Task instructions
Copy, exactly and without additions, every line in the records below from the one holding "positive clicks: (275, 101)" through the one holding "negative clicks: (269, 89) (270, 90)", both ends included.

Start of Excerpted data

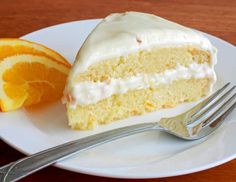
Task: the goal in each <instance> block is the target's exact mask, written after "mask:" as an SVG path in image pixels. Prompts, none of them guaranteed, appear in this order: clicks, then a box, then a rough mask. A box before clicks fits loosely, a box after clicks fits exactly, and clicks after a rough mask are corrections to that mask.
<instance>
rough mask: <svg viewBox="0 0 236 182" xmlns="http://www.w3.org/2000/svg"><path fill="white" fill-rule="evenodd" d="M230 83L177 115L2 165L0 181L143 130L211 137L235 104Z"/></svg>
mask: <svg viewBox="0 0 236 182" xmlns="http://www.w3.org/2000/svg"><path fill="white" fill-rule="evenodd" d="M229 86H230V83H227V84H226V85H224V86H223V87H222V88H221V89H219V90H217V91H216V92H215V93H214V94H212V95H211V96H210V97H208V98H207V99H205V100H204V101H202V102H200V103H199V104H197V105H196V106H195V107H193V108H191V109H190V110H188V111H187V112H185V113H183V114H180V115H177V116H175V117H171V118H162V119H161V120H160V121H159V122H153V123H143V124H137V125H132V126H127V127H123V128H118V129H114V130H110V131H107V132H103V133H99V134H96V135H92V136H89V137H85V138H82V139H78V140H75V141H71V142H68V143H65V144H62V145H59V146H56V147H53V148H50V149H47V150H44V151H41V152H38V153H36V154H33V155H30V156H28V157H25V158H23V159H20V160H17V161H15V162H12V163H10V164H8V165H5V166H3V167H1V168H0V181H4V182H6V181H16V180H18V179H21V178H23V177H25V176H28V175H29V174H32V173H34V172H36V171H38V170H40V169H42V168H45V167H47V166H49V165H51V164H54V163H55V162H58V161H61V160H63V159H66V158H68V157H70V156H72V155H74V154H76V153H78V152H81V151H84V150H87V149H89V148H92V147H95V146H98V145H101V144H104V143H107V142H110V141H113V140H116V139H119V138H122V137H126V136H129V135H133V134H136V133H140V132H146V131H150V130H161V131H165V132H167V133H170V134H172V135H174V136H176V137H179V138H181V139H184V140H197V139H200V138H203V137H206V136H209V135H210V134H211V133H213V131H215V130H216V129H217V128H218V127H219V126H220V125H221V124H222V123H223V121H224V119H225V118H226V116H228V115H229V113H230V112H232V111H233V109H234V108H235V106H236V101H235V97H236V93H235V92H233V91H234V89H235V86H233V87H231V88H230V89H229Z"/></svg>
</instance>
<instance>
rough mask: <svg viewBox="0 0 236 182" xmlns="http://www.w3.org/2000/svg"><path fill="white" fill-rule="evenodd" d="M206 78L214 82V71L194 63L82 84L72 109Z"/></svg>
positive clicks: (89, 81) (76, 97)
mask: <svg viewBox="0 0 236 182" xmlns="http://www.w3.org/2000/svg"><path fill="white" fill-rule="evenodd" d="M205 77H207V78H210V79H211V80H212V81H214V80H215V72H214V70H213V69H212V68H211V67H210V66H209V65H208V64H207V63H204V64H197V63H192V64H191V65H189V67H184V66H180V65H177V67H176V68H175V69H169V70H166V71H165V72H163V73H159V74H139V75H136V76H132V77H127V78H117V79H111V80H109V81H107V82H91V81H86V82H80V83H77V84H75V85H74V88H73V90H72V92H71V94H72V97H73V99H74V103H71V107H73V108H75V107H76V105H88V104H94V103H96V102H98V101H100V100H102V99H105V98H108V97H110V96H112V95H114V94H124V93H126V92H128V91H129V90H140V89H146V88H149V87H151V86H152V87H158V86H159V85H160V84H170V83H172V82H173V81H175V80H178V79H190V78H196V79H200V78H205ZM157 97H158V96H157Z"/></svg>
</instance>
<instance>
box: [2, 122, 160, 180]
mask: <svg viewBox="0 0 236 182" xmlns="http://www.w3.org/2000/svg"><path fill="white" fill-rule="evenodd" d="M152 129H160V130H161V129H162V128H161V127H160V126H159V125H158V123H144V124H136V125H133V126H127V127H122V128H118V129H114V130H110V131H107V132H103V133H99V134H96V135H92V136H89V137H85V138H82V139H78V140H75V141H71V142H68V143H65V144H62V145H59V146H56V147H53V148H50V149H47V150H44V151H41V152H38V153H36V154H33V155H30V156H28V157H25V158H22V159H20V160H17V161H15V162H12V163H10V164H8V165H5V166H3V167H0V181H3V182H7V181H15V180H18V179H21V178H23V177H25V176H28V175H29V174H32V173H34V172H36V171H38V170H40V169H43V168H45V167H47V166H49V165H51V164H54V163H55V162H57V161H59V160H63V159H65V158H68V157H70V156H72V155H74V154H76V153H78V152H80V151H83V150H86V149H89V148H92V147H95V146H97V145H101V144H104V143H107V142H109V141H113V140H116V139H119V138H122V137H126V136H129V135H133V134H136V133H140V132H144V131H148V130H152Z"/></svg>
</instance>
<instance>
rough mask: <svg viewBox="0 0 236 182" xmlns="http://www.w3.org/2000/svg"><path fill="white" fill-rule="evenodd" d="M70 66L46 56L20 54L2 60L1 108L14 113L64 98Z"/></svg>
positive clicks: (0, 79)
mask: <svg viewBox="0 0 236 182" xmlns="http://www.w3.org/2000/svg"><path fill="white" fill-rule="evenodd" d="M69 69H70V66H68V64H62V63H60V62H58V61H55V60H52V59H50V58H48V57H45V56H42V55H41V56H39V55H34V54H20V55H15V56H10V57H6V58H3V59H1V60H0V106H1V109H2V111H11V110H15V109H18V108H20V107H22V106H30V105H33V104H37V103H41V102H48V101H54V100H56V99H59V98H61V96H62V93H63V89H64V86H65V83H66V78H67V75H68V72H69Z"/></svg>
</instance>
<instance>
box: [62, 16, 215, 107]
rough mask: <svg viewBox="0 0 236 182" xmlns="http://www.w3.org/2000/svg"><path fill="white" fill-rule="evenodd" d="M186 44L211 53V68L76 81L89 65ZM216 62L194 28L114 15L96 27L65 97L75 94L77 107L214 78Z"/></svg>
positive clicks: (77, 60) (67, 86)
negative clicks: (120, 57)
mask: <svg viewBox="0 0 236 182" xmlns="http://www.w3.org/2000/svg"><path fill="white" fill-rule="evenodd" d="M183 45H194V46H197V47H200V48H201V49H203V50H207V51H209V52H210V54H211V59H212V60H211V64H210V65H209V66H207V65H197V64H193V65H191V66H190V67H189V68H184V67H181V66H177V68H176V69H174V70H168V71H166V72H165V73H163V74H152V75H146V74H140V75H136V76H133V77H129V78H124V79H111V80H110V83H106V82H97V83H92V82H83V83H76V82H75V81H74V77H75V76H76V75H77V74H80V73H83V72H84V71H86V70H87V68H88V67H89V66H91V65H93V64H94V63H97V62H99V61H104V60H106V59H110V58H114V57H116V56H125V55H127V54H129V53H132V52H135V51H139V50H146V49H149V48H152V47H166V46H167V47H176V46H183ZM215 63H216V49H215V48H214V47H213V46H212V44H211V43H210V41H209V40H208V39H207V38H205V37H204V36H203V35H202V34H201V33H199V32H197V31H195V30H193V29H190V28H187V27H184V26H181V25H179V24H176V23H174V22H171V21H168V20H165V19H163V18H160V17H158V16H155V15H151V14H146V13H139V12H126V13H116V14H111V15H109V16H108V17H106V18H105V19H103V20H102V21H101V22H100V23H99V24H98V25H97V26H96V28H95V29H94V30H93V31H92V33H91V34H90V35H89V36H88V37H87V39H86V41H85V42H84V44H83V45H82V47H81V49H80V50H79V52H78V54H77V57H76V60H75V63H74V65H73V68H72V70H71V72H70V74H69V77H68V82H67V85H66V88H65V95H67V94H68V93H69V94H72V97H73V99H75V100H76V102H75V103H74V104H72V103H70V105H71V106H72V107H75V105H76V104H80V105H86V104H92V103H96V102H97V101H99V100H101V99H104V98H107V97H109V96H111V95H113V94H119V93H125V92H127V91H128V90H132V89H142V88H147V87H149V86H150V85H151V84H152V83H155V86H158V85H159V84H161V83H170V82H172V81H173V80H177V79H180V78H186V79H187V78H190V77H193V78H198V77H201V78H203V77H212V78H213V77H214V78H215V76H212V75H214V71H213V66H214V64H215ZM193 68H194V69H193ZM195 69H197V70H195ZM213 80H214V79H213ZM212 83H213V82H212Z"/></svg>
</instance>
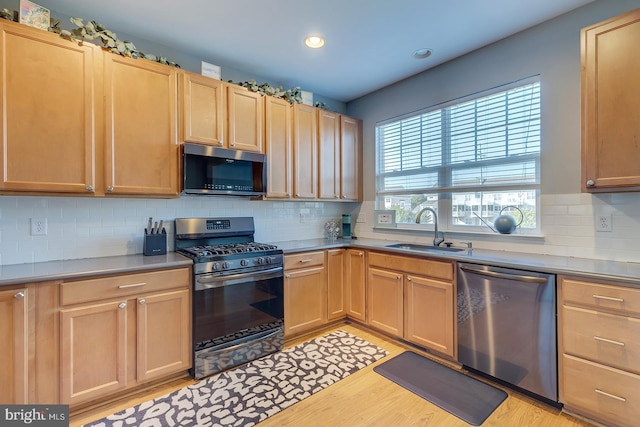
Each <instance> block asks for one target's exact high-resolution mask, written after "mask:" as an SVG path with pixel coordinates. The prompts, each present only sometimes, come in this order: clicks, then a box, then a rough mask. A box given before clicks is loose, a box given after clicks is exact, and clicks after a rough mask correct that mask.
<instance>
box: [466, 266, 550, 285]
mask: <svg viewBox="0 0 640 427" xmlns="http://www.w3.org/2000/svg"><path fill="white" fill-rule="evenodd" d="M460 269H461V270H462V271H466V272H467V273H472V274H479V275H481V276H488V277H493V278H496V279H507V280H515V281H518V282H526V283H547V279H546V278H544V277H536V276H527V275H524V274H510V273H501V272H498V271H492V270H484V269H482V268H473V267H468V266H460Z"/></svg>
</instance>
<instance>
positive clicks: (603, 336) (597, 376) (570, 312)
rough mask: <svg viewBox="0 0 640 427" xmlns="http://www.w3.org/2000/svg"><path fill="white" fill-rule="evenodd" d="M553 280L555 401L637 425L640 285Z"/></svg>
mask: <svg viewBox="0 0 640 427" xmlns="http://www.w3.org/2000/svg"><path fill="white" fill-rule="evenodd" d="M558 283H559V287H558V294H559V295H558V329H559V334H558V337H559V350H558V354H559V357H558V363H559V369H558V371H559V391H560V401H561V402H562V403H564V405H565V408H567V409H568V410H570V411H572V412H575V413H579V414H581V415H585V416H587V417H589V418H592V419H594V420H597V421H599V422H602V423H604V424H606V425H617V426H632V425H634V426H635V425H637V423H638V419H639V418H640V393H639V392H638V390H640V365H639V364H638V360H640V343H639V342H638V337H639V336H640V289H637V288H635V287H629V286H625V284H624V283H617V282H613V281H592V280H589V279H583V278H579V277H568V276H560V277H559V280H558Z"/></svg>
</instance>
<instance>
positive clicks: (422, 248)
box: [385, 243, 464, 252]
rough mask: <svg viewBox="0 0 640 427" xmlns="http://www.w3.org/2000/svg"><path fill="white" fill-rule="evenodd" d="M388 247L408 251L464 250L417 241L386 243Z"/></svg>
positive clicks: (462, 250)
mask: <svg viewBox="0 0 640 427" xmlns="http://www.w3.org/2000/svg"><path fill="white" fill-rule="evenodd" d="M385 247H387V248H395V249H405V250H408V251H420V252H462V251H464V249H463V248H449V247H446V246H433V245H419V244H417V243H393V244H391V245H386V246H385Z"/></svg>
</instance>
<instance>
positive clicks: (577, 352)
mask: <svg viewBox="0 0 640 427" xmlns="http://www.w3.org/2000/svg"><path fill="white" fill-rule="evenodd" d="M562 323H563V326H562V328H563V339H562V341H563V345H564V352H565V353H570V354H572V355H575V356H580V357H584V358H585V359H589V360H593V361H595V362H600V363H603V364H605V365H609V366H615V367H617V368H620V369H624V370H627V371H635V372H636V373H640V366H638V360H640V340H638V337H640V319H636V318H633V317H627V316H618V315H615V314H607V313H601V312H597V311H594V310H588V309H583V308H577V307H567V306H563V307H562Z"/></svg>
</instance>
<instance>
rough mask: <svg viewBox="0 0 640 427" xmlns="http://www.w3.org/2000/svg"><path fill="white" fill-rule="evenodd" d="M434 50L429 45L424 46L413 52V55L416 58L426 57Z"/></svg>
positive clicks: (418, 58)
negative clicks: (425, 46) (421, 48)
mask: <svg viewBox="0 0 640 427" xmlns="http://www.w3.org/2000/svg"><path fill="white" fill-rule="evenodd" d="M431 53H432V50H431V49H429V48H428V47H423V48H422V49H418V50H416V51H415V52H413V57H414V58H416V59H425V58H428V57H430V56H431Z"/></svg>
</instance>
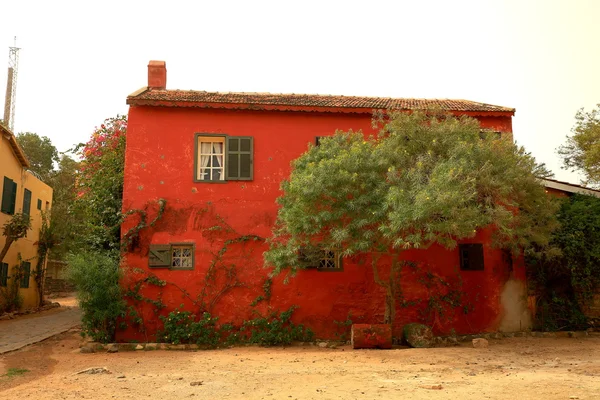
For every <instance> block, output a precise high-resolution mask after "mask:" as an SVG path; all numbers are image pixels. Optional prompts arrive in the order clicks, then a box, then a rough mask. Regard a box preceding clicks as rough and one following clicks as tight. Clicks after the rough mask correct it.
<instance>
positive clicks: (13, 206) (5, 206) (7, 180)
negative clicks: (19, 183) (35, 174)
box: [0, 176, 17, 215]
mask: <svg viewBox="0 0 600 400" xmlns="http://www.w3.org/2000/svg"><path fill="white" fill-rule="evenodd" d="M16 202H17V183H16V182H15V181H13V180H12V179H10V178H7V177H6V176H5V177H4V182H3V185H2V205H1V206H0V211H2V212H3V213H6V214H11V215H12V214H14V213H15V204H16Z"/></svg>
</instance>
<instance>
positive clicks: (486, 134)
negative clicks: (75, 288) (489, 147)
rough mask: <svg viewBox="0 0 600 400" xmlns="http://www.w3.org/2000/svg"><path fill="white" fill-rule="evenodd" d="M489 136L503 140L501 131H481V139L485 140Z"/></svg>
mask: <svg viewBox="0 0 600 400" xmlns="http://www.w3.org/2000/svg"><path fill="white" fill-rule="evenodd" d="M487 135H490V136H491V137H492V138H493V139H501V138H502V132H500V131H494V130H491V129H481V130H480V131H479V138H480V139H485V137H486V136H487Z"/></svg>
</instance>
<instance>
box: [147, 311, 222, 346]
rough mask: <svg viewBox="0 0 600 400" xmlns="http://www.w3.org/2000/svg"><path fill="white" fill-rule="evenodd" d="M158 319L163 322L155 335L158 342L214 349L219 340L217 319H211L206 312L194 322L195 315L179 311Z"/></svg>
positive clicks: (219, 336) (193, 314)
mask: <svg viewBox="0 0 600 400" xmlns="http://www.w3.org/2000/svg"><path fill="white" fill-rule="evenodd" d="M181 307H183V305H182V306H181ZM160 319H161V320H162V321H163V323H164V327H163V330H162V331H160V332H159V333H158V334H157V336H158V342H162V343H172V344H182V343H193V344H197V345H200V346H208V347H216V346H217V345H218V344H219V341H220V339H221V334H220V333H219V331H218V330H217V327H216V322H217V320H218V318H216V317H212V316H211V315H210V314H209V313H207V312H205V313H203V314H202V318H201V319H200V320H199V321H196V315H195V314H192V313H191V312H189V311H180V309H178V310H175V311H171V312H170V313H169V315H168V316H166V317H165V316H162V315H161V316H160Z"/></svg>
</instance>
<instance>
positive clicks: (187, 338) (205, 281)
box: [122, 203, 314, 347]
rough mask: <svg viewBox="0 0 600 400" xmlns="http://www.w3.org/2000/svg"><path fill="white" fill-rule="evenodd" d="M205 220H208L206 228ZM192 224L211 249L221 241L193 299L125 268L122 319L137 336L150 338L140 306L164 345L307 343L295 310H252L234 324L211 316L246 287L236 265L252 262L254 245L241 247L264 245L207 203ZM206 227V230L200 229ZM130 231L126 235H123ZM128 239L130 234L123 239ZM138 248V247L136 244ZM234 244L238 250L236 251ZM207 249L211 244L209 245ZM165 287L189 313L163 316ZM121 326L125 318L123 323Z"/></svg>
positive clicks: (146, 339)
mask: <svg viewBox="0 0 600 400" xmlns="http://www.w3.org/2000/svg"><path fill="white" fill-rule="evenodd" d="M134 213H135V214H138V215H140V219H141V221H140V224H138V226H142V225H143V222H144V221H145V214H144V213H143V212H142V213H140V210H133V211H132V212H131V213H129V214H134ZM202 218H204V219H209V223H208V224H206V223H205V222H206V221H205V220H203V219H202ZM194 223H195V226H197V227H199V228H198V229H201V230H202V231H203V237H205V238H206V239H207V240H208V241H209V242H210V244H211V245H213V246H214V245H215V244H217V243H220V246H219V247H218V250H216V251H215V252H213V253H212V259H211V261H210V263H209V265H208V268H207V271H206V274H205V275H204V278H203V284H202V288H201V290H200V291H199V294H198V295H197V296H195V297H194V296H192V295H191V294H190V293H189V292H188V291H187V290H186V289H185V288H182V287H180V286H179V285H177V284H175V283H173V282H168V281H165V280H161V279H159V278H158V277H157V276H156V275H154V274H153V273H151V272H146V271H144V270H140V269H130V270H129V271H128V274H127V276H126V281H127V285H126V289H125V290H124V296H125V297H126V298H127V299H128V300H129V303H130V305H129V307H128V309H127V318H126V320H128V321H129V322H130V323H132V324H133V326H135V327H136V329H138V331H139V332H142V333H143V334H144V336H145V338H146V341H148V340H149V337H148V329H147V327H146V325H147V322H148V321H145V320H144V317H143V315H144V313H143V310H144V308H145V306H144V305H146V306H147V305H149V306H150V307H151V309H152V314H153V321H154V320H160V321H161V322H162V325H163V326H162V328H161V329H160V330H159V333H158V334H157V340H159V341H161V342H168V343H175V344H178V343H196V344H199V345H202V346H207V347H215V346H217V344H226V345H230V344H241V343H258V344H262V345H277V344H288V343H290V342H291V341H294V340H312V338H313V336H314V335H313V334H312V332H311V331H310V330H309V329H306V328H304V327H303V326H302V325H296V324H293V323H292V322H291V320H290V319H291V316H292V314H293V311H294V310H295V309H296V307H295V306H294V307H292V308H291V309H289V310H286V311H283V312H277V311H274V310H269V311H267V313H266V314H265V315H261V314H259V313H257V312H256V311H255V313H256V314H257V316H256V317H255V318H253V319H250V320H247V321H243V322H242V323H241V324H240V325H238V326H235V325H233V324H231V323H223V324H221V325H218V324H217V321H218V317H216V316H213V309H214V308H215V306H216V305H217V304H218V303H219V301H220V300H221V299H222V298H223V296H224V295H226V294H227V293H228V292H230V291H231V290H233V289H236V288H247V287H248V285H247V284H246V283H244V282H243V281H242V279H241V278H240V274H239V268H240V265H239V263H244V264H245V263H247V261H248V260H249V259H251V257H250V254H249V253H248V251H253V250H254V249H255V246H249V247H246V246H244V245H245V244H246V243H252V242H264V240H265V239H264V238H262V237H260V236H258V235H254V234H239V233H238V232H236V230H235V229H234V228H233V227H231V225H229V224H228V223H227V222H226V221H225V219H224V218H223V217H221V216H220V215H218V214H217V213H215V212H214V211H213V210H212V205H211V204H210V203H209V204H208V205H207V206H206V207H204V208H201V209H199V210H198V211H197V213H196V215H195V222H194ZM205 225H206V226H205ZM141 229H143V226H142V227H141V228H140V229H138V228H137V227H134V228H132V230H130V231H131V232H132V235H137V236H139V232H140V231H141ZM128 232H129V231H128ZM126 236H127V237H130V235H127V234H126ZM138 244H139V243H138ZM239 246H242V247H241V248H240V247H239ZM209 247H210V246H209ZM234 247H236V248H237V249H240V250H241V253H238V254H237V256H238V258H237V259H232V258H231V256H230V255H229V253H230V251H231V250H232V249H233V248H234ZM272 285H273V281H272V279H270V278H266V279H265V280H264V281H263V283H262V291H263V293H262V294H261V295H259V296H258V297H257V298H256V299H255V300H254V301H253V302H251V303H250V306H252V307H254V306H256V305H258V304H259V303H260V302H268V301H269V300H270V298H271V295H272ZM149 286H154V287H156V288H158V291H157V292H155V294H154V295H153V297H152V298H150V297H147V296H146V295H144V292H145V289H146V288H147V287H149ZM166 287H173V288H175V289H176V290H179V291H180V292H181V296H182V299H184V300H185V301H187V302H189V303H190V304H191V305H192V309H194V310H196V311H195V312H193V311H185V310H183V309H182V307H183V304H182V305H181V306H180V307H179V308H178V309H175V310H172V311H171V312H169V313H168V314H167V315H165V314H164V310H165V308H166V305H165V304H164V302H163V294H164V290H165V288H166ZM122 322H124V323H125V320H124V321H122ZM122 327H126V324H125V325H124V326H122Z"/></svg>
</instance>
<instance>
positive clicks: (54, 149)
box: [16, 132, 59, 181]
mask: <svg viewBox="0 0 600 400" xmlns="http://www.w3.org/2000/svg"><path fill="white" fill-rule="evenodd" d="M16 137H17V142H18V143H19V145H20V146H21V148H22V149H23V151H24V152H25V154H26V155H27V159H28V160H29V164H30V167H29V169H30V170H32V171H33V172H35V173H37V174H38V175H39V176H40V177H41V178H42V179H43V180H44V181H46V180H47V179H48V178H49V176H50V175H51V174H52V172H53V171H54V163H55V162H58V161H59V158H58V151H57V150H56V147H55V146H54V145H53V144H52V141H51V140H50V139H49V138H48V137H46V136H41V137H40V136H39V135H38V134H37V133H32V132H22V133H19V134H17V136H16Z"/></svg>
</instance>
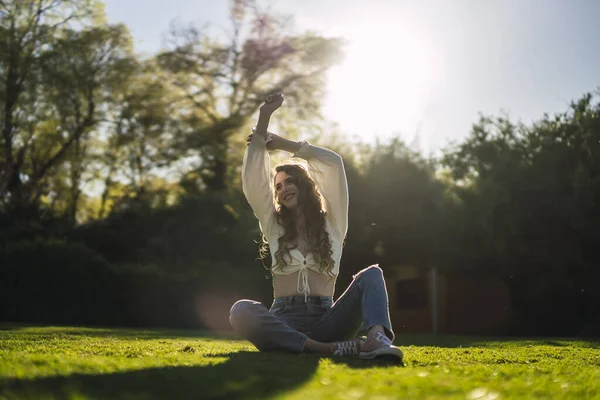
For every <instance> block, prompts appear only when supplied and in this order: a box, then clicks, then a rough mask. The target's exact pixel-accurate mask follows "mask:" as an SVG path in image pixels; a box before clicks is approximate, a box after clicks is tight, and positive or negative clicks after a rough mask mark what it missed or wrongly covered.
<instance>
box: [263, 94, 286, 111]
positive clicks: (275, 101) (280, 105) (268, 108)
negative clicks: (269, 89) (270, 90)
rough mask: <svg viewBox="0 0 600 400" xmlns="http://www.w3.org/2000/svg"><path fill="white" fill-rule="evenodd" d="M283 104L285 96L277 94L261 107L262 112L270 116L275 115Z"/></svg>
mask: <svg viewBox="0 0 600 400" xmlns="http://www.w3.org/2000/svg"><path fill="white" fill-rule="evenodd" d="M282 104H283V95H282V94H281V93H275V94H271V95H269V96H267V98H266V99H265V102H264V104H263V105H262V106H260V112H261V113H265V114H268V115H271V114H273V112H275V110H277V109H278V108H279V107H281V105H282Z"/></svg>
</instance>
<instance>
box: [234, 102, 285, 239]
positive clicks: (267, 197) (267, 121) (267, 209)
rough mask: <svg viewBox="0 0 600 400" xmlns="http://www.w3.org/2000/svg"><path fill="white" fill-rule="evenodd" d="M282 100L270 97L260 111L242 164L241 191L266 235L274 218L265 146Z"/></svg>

End of Excerpted data

Solution
positive clicks: (275, 101) (280, 105) (268, 108)
negative clicks: (269, 89) (270, 90)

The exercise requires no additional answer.